**WHAT IS EXPECTED**
Copy out the rows below, putting "toad's" wherever "frog's" appears and changing nothing else.

◆ ◆ ◆ ◆ ◆

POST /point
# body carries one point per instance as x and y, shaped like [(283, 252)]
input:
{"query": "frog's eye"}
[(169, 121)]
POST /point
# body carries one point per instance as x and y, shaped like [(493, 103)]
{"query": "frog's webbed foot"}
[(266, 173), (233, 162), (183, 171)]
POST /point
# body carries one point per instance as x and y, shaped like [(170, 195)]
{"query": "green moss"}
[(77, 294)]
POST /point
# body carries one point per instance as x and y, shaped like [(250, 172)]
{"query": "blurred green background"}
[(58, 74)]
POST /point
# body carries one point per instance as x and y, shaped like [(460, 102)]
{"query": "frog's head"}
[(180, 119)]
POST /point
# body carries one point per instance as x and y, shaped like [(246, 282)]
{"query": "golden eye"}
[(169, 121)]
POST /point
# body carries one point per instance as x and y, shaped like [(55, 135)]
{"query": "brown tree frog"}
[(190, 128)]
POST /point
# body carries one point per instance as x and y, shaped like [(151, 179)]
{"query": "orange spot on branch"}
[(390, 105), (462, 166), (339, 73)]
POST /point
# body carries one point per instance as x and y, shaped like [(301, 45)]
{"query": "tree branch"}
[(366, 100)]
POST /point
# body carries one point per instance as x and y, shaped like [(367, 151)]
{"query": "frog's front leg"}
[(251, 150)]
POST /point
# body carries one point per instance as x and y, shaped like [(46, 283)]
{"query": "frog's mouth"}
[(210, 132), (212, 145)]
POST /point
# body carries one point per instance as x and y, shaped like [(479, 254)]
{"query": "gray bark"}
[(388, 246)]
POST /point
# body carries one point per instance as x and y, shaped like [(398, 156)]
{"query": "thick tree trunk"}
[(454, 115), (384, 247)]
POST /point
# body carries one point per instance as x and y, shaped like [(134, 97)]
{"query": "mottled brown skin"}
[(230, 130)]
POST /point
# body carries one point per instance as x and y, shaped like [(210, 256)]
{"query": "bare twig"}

◆ ◆ ◆ ◆ ◆

**ANSWER BELOW**
POST /point
# body carries one point per instance as x and y, shaped like [(283, 252)]
input:
{"query": "toad's eye"}
[(169, 121)]
POST /point
# body carries one point per instance as x and y, shaped like [(493, 103)]
{"query": "toad's webbed foot"}
[(266, 173), (233, 162), (183, 171)]
POST /point
# body carries one point per instance as x and y, shaped like [(170, 195)]
{"query": "green moss"}
[(77, 294)]
POST /point
# body carries one point per instance as x and y, shaped like [(250, 172)]
{"query": "blurred green background"}
[(58, 74)]
POST /point
# body carries one point per instance as x and y, shaped like [(460, 102)]
{"query": "toad's head"}
[(180, 119)]
POST /point
# body carries one point per instance as x and y, shaped like [(246, 282)]
{"query": "golden eye"}
[(169, 121)]
POST /point
# body carries one point per instance as x and y, shaped like [(55, 135)]
{"query": "brown tree frog"}
[(190, 128)]
POST /point
# body carries one point per instance as x and y, shaped like [(151, 179)]
{"query": "orange spot on branch"}
[(390, 105), (462, 166), (339, 73)]
POST /point
# body carries one point per instance as x and y, shaped like [(301, 45)]
{"query": "tree branch"}
[(366, 100)]
POST /point
# body carries one point per instance as x and y, shaped like [(367, 151)]
{"query": "toad's front leg"}
[(251, 150)]
POST /point
# body carries one point per instance as x and y, shaped like [(46, 283)]
{"query": "toad's mouth"}
[(210, 132), (212, 145)]
POST /point
# body carries one point per instance as x and y, shaped like [(479, 254)]
{"query": "gray bark"}
[(388, 246)]
POST /point
# body carries one point per instance as x and y, shaped like [(398, 156)]
{"query": "thick tree trunk"}
[(454, 115), (384, 247)]
POST /point
# body carries one point per instance as x and y, shaped like [(134, 97)]
{"query": "mottled brown skin"}
[(230, 130)]
POST /point
# body carries one point per instance as x and y, shaped like [(210, 256)]
{"query": "bare twig"}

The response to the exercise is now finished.